→ Exercise:
Return every line of the rows below that contains the string "long". Case counts.

━━━━━ Listed records ━━━━━

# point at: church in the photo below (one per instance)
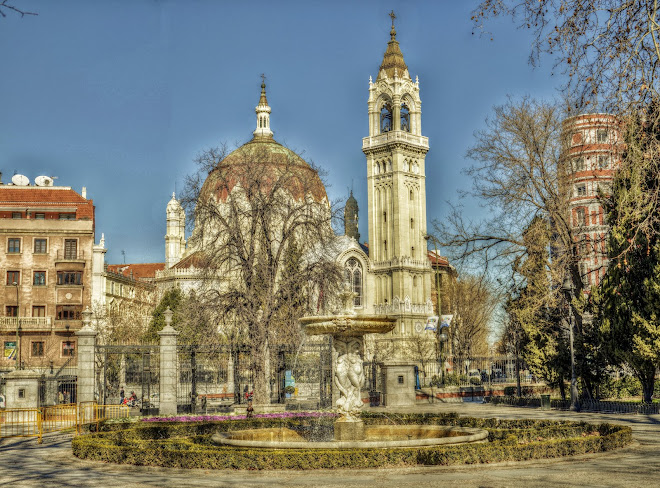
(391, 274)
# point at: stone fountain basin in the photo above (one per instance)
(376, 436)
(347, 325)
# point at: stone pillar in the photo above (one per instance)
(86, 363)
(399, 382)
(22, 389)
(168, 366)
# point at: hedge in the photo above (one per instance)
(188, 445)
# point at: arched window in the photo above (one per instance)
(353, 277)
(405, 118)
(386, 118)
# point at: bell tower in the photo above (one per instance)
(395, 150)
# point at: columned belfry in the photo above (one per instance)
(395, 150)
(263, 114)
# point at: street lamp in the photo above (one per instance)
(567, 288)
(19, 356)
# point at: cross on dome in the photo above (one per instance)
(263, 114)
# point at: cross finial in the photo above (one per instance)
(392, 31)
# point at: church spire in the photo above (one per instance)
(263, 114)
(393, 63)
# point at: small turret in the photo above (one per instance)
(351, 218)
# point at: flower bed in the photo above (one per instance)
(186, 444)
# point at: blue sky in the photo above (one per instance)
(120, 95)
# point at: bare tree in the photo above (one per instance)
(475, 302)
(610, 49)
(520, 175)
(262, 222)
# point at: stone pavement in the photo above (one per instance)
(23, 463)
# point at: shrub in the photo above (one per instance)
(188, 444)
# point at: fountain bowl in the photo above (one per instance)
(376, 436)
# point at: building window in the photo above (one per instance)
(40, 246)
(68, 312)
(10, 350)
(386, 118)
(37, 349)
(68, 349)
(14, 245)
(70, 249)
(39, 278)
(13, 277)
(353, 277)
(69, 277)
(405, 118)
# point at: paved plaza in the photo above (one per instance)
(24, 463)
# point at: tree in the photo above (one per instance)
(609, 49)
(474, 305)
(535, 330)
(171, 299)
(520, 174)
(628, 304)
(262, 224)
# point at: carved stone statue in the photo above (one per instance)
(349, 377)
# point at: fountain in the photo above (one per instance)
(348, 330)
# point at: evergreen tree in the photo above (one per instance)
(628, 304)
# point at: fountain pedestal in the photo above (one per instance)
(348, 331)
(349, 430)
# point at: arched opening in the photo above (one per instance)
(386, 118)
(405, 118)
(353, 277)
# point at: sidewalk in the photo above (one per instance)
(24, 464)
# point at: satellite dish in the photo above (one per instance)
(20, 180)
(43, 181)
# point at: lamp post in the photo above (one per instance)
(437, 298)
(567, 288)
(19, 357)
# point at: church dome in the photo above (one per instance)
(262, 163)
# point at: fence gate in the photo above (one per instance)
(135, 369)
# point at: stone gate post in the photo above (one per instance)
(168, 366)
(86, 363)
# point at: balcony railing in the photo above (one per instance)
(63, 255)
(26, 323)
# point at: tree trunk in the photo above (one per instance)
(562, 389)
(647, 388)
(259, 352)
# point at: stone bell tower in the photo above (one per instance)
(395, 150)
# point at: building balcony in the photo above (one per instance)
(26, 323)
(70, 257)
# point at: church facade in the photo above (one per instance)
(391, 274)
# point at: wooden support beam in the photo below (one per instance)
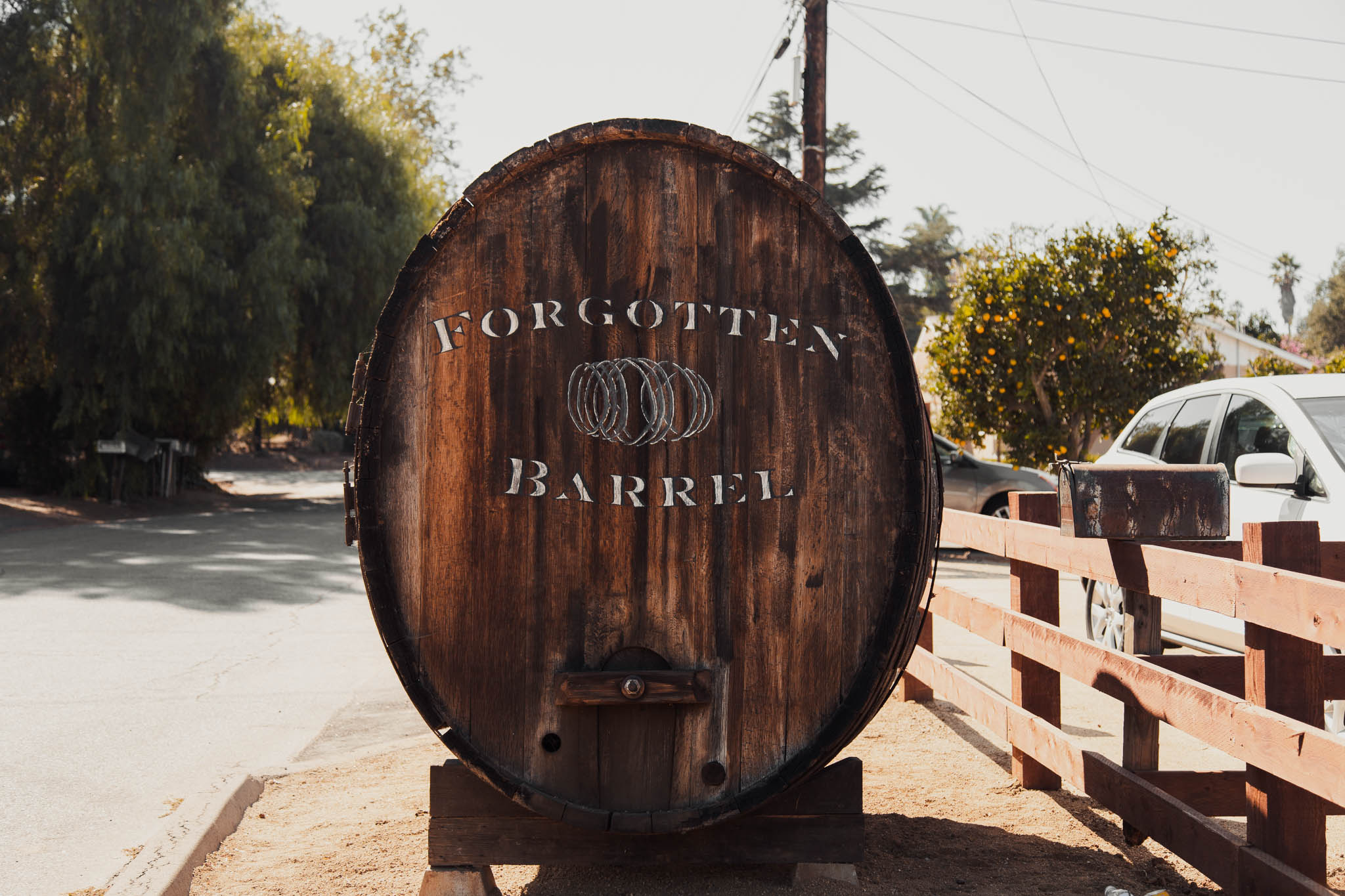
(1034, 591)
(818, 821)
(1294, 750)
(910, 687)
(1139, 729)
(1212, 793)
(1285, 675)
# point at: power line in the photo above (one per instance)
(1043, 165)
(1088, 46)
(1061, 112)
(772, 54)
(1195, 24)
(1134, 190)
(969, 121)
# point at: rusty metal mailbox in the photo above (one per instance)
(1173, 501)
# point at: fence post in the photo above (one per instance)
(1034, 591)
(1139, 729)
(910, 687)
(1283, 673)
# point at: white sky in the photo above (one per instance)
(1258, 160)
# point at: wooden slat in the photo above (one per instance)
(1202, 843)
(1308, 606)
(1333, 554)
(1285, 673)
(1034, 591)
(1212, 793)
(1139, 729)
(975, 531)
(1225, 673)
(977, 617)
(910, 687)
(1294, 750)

━━━━━
━━━━━ Listed records ━━━━━

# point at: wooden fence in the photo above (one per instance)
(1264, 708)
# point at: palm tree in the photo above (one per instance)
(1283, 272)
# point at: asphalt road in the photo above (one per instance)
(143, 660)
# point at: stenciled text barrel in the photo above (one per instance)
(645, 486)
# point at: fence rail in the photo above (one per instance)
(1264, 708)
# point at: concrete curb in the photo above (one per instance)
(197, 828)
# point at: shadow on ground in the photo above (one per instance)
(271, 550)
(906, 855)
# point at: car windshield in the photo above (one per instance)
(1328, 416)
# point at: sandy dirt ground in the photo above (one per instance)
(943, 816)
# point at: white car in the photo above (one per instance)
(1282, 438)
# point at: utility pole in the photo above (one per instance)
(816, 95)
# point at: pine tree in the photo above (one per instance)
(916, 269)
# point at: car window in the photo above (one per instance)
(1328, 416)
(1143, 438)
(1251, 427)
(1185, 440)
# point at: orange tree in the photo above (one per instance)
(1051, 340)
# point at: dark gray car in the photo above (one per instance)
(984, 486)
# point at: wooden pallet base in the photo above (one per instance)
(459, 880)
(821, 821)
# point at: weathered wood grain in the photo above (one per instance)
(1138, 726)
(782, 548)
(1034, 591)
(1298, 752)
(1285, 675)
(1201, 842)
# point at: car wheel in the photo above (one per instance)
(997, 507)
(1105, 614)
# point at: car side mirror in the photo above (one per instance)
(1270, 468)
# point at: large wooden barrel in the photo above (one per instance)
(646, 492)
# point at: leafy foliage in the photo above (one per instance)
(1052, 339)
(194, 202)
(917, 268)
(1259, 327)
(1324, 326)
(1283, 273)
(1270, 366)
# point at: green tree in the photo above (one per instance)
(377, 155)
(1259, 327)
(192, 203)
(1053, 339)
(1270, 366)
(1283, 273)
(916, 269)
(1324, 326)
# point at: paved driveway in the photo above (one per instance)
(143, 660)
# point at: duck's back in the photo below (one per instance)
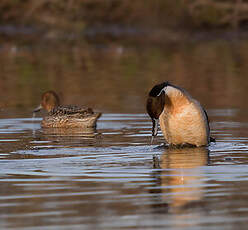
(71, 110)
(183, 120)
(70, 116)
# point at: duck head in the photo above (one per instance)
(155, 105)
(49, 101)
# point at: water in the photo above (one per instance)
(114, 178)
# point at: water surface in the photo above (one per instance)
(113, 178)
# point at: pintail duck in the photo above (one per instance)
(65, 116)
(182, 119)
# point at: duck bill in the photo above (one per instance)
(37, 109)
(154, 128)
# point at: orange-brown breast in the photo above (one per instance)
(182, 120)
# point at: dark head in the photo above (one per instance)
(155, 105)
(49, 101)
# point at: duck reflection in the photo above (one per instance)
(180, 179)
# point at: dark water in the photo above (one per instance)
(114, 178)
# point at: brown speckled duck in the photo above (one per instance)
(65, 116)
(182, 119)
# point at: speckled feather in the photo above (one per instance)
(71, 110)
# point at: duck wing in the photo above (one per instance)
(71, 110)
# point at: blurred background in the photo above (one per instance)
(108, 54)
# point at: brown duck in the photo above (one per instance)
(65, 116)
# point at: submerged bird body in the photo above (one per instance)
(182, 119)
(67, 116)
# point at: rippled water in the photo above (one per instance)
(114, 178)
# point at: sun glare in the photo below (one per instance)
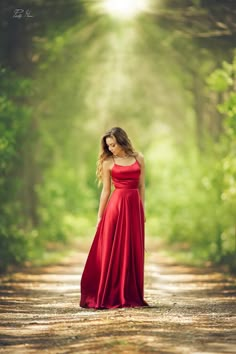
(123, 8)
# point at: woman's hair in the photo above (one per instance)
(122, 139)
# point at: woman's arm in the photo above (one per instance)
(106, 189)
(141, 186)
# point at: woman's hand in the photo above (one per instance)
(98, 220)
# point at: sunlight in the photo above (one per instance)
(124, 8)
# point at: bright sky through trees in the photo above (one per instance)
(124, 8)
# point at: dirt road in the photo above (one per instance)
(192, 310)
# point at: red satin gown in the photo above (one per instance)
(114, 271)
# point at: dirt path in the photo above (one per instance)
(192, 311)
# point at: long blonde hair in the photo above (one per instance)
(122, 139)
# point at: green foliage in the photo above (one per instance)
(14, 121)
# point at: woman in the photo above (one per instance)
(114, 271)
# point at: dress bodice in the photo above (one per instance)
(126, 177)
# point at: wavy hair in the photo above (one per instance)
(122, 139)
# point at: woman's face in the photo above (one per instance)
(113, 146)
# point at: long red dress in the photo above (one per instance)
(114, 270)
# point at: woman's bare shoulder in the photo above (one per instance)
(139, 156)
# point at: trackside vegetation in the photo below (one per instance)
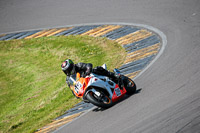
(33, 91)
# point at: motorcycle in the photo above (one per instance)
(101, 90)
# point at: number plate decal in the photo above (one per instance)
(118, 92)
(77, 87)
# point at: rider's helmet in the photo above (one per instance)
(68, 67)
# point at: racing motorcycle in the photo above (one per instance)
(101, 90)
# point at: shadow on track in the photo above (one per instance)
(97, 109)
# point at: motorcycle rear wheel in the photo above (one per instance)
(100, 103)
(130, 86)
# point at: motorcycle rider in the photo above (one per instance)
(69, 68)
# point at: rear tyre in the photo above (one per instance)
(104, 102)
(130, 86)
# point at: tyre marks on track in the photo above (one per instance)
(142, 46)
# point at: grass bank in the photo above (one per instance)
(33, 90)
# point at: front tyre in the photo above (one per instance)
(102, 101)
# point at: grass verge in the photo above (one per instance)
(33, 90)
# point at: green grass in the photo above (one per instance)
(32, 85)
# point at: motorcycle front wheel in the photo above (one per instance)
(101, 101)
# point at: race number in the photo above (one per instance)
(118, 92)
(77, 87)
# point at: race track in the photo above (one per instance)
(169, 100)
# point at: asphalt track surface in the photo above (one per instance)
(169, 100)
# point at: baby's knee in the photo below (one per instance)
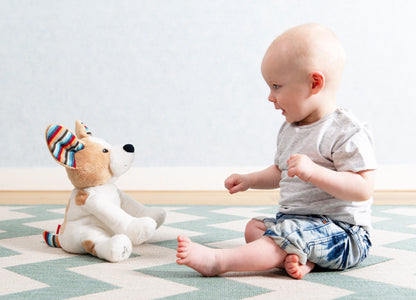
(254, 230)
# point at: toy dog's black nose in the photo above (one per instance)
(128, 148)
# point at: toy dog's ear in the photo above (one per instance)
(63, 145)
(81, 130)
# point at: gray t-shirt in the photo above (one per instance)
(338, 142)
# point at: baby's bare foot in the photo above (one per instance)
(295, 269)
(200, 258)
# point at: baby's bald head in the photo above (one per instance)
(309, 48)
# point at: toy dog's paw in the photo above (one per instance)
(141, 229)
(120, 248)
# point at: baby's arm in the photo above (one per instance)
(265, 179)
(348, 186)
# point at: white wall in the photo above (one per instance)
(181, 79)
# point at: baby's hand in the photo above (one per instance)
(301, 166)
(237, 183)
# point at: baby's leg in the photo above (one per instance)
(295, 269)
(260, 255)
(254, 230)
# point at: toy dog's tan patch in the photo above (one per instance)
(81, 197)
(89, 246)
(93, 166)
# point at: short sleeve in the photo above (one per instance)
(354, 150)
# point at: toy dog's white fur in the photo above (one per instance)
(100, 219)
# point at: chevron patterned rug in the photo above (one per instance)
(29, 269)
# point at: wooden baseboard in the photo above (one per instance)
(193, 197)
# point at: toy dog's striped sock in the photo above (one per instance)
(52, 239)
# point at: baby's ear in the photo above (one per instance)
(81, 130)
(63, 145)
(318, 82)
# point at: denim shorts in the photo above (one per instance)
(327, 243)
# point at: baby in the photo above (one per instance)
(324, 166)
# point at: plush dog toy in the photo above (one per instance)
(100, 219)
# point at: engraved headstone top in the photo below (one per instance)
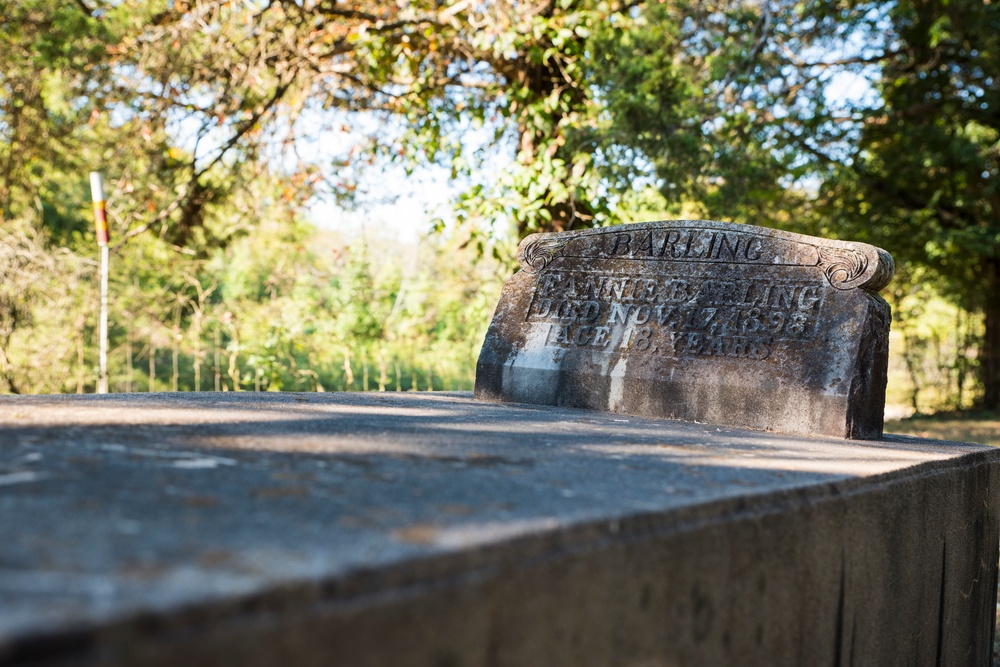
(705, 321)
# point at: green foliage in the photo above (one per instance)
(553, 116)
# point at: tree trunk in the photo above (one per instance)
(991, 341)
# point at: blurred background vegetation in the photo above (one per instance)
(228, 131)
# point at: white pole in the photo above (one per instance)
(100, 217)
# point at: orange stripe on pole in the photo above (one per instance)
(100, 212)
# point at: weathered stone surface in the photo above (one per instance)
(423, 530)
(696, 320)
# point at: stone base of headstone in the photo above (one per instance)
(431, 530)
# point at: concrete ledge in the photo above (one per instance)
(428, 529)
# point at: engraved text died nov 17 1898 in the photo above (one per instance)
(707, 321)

━━━━━

→ Result of this exercise:
# point at: long blonde hair in the photo above (one per instance)
# point at: long red dress in the photo above (one per instance)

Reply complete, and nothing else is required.